Continue the passage on mid-spatial frequency errors from grinding and polishing, starting right after its last sentence.

**TEXT SECTION:**
start

Figure 6 shows a graph, which describes the behaviour of the amplitude of the MSFE-Peaks after polishing with respect to its spatial frequency.
After the polishing, it can be observed that the amplitude of higher spatial frequencies is significantly more decreased than the amplitude of lower spatial frequencies. For lower spatial frequencies, the amplitude of the MSFE seems to remain higher during the polishing than for higher spatial frequencies.
To prove this result above, the following experiments were carried out:
Spherical samples with Ø 60 mm and a radius of curvature of 100 mm were ground. The used grinding parameters for each sample are displayed in Table 3. The tool generated MSFE frequency ranges from about 1.1 1/mm to 3.1 1/mm.
The ground surfaces were measured with a tactile device and analysed with Fourier transformation. Figure 7 shows the maximum of amplitude of the tool generated MSFE peak (A, B, C) and the mean value of all other significant maximums of amplitude in the spatial frequency interval between 0.5 and 4 1/mm (D, E, F) after grinding.
It can be seen that for tool generated MSFE frequencies with shorter wavelength, the amplitudes are equal or lower than the average MSFE from other sources. For frequencies with longer wavelength the tool generated MSFE is much higher in amplitude than the average MSFE from other sources and therefore dominating the MSFE range.
Afterwards the surfaces of the samples were polished. The polished surfaces were measured and analysed the same way as before. Figure 8 shows the maximum of amplitude of the tool generated MSFE peak (A, B, C) and the mean value of all other significant maximums of amplitude in the spatial frequency interval between 0.5 and 4 1/mm (D, E, F) after polishing.
It can be seen that, for smaller wavelengths, the tool generated MSFE decreases more than the average MSFE from other sources. The average MSFE from other sources on the other hand decreases less. For frequencies with longer wavelength, the tool generated MSFE decreases less than the average MSFE from other sources. The average MSFE from other sources on the other hand decreases more. It can be stated that surface structures with smaller spatial wavelengths are better removed by polishing than to structures with longer spatial wavelengths. However, by decreasing the wavelength of the tool generated MSFE, other secondary error sources seem to also decrease in wavelength. As a result, former form errors shrink into the lower MSFE range and the average MSFE decreases less by polishing. Lower path speeds seem to additionally intensify this effect.
It is very difficult to remove the MSFE, therefore the better strategy is to avoid it. The rotation of the tool always leaves a remaining structure on the surface. The ratio between tool rotation and path speed should be chosen in a way to generate small resulting MSFE wavelengths. However, if the tool generated MSFE wavelengths get too small, former form errors shrink their wavelength and enter the MSFE range and the residual MSFE from other sources increases. Therefore, the ratio between tool rotation and path speed should be kept in reasonable boundaries. The resulting MSFE wavelength should be as small as possible but still big enough to prevent form errors from shrinking into the MSFE range due to the acceleration of the rotation speeds and other mechanisms of the grinding machine. In case of the manufacturing process used in this experiments, the best results were achieved with a ratio between tool rotation and path speed, that led to an error wavelength generated by the tool of about 0.4 mm.

end

**AVAILABLE DATA:**
start

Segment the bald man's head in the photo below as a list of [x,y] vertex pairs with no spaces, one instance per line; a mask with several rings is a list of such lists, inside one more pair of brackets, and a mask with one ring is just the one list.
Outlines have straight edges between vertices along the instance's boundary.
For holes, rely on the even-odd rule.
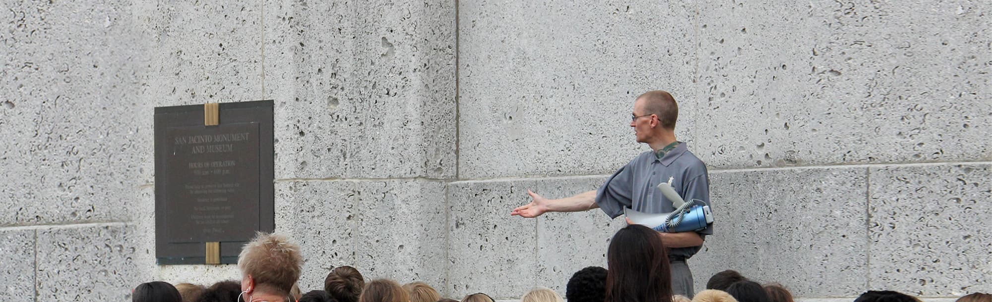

end

**RESPONSE TO THE TASK:**
MSFE prevention strategies
Based on these results, it is possible to come up with several strategies to avoid or at least decrease the tool related MSFE during the manufacturing process.
The first and most promising MSFE prevention strategy is an increase in rotation speed of the tool. This also increases the spatial frequency of the error generated by the tool. The spatial frequency can be shifted into the range of roughness and thus removed by the polishing. Even if it cannot be completely shifted into the range of roughness, the polishing process will still decrease the amplitude of the frequency the better, the smaller its wavelength gets. Besides that, the experiments have shown that, the amplitude of the generated frequency generally decreases for higher rotation speeds. Therefore, the increase of the rotation speed of the tool shifts the generated frequency into a range where the polishing process becomes much more effective in decreasing the amplitude. Besides that, the initial amplitude from the grinding process is lower. The disadvantages of this strategy are safety issues due to the higher rotation speeds and other potential side effects. For example, an increase in secondary MSFE sources due to shifting form errors into the MSFE range.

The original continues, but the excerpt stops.